▶ **Exercise task**
Collect every line in the records below that contains the word "reflection", matching case exactly, and copy each one out.

▶ **Task data**
───

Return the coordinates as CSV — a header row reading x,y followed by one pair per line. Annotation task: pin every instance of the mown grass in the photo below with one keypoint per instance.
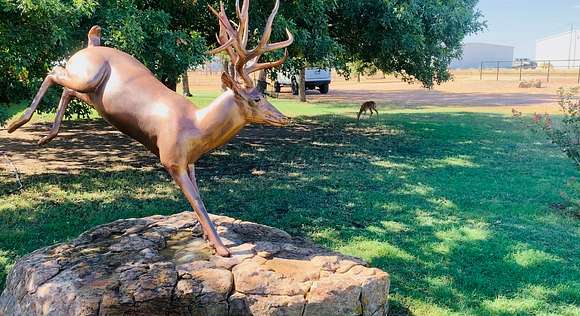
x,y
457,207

───

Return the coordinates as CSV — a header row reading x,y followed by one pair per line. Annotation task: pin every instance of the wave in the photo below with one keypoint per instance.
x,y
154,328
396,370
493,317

───

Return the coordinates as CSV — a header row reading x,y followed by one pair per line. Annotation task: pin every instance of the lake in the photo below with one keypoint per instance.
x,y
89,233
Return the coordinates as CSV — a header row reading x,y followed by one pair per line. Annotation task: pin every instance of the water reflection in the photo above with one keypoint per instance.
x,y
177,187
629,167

───

▶ **Task answer**
Return the coordinates as CSV — a header row reading x,y followed by one pair per line. Annotation task: pin every instance of the water reflection in the photo above with one keypoint per instance.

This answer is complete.